**待办任务:** 请将下方记录中从含有“Localize woman's hand”的那一行起，到含有“26,216,100,301”的那一行为止的各行原样返回，首尾两行都包括在内，其余各行一概不要。
━━━ 数据行 ━━━
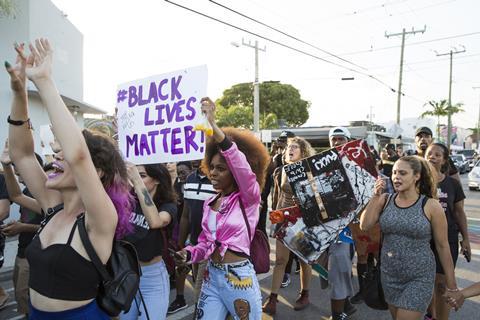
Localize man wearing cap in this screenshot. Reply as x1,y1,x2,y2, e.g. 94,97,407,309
328,127,357,320
415,127,460,181
382,143,400,178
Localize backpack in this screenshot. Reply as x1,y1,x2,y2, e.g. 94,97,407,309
77,214,143,317
238,197,270,274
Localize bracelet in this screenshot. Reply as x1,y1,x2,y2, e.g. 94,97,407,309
7,116,33,129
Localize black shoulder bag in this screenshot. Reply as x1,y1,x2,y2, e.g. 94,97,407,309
77,214,144,318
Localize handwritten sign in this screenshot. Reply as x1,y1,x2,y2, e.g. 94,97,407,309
275,140,377,263
117,66,207,164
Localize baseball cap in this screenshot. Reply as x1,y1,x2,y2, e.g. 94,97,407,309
278,130,295,141
385,143,395,150
328,127,351,139
415,127,433,137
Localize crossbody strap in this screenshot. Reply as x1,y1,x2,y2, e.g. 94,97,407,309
76,214,112,281
238,197,253,242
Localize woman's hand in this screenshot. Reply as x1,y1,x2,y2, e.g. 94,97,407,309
0,139,12,166
26,38,53,84
373,177,387,196
5,43,33,95
200,97,216,126
173,249,189,266
443,291,465,311
125,162,142,185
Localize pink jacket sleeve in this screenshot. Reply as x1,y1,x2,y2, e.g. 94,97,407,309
221,143,260,207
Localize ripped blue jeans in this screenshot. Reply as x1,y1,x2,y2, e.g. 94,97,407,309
196,260,262,320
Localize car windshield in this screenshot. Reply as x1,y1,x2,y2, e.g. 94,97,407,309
457,149,475,157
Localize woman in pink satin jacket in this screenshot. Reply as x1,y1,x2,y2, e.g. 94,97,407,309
175,98,270,320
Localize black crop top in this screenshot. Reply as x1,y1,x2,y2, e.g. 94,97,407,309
26,216,100,301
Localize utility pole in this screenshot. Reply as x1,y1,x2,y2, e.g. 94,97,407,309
385,25,427,126
242,38,267,134
435,46,466,149
472,87,480,150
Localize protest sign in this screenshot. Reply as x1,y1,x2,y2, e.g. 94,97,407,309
40,124,55,156
117,66,207,164
275,140,377,263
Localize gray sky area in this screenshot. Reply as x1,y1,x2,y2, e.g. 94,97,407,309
53,0,480,127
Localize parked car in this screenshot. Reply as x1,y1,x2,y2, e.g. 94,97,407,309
468,161,480,190
450,154,470,174
455,149,477,171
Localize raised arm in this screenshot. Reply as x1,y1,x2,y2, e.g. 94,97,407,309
127,163,172,229
25,39,117,237
201,98,260,205
0,140,42,214
5,44,62,211
425,199,457,291
360,178,387,231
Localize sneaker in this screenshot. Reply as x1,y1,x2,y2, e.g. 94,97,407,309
295,261,300,274
328,312,348,320
350,291,363,304
280,273,290,288
293,291,310,311
343,298,357,317
167,298,188,314
262,296,277,316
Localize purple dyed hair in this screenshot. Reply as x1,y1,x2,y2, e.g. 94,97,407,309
82,130,135,239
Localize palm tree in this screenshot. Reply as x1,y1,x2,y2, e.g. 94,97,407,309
0,0,16,17
420,99,448,140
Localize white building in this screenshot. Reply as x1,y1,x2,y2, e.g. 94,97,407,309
0,0,105,152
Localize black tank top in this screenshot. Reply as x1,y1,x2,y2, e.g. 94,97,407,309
26,215,100,301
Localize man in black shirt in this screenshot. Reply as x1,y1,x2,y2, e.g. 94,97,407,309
168,169,217,314
0,174,10,309
415,127,460,181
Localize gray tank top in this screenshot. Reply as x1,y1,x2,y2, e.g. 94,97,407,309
380,194,435,274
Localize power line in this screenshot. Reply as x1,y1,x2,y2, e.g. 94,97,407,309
164,0,432,103
164,0,396,88
209,0,368,71
338,31,480,56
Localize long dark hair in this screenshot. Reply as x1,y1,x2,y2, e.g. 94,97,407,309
82,129,135,239
397,156,437,198
143,163,177,209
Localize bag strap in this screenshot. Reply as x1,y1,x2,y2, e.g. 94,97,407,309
238,197,253,242
76,214,112,281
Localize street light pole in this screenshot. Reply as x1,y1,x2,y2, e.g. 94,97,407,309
472,87,480,150
242,39,267,133
436,46,466,149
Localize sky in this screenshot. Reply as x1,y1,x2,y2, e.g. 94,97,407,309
52,0,480,128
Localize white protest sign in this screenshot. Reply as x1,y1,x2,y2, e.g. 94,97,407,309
117,66,207,164
40,124,55,156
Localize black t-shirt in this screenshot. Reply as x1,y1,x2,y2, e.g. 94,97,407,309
0,174,9,200
437,176,465,242
125,199,177,262
183,170,217,245
17,188,43,258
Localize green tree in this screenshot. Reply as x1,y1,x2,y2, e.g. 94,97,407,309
217,81,310,128
420,99,448,140
0,0,16,18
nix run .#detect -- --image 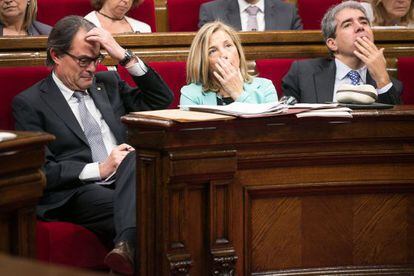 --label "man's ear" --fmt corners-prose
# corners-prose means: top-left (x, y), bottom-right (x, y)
top-left (326, 37), bottom-right (338, 52)
top-left (50, 49), bottom-right (61, 64)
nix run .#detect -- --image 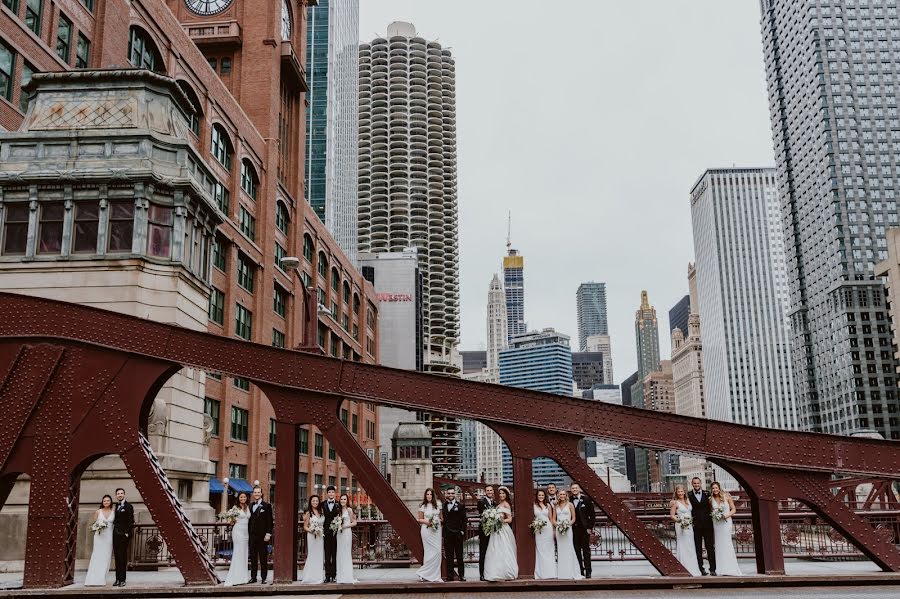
━━━
**最终答案:**
Localize woman's hand in this screenshot. Reply as x1,y1,x2,y2, e.g. 94,97,407,309
0,139,12,166
26,38,53,84
373,177,387,196
5,43,33,95
200,97,216,126
173,249,189,266
443,291,465,311
125,162,142,185
Localize pink jacket sleeve in this screenshot. Reply as x1,y1,x2,y2, e.g. 94,97,407,309
221,143,260,207
Localize ripped blue jeans in this screenshot. Reply as x1,y1,x2,y2, e.g. 94,97,407,309
196,260,262,320
Localize car windshield in this screenshot. Reply as x1,y1,x2,y2, e.g. 94,97,407,309
457,149,475,157
Localize woman in pink satin jacket in this screenshot. Reply as x1,y1,x2,y2, e.g. 94,97,407,309
175,98,270,320
Localize black crop top in this screenshot. Reply as x1,y1,x2,y2, e.g. 94,97,407,309
26,216,100,301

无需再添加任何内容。